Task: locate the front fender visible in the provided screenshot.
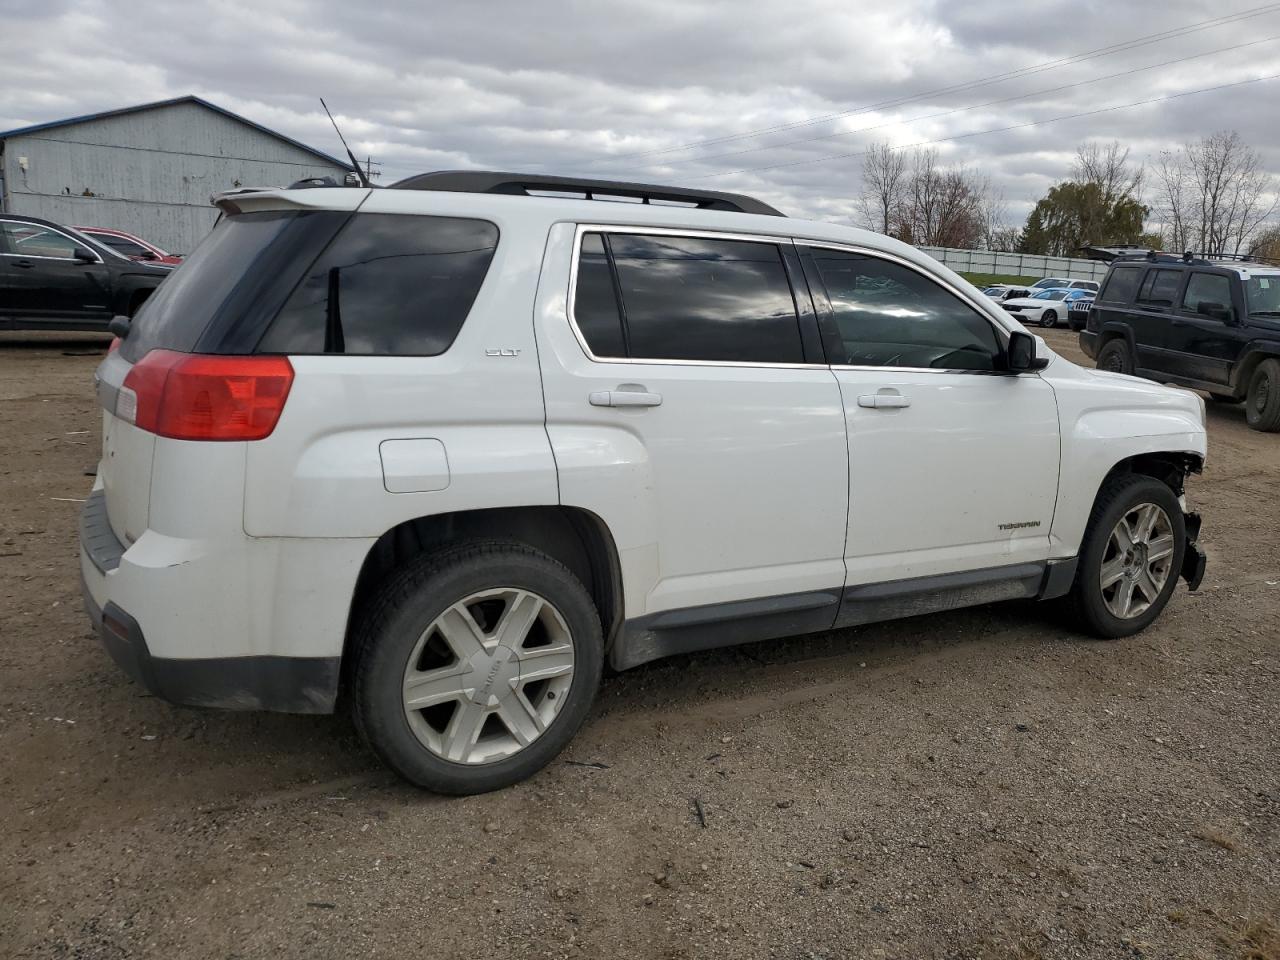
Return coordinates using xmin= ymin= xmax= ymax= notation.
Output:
xmin=1047 ymin=370 xmax=1206 ymax=556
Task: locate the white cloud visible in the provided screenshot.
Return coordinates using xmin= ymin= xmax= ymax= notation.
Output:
xmin=1 ymin=0 xmax=1277 ymax=229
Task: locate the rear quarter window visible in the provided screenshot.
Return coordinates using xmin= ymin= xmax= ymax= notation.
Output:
xmin=259 ymin=214 xmax=499 ymax=356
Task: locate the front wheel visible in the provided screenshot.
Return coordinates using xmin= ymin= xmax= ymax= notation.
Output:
xmin=1096 ymin=338 xmax=1133 ymax=375
xmin=1245 ymin=358 xmax=1280 ymax=432
xmin=1069 ymin=475 xmax=1185 ymax=639
xmin=352 ymin=541 xmax=603 ymax=794
xmin=1040 ymin=310 xmax=1058 ymax=328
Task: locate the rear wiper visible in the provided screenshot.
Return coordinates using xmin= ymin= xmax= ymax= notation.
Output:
xmin=324 ymin=267 xmax=345 ymax=353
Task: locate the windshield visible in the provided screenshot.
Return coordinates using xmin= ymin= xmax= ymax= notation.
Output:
xmin=1033 ymin=278 xmax=1067 ymax=288
xmin=1246 ymin=274 xmax=1280 ymax=314
xmin=1034 ymin=290 xmax=1068 ymax=301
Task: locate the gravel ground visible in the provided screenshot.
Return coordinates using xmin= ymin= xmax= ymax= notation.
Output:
xmin=1 ymin=328 xmax=1276 ymax=960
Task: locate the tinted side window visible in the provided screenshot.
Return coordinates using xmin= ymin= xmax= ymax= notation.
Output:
xmin=1099 ymin=265 xmax=1141 ymax=304
xmin=96 ymin=234 xmax=149 ymax=258
xmin=260 ymin=214 xmax=498 ymax=355
xmin=810 ymin=250 xmax=1000 ymax=370
xmin=2 ymin=222 xmax=80 ymax=259
xmin=1136 ymin=268 xmax=1182 ymax=307
xmin=607 ymin=234 xmax=802 ymax=364
xmin=573 ymin=233 xmax=626 ymax=358
xmin=1181 ymin=273 xmax=1232 ymax=314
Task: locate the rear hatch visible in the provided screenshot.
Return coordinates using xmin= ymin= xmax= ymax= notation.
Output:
xmin=93 ymin=193 xmax=363 ymax=544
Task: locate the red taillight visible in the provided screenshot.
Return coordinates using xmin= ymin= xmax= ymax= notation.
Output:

Assignment: Pull every line containing "locate" from the data.

Solution below:
Task: locate the front fender visible in the provided screenshot.
Task: locate the white cloud visible in the provided screenshot.
Task: locate the rear quarter window visible in the provided screenshot.
Task: locate the front wheel visible in the provided screenshot.
Task: locate the rear wiper visible in the provided screenshot.
Task: locate the windshield visible in the provided screenshot.
Task: locate the gravel ground visible in the provided screenshot.
Task: locate the tinted side window visible in the provided screenshot.
Task: locate the rear hatch visible in the provided screenshot.
Task: locate the red taillight visible in the provided screenshot.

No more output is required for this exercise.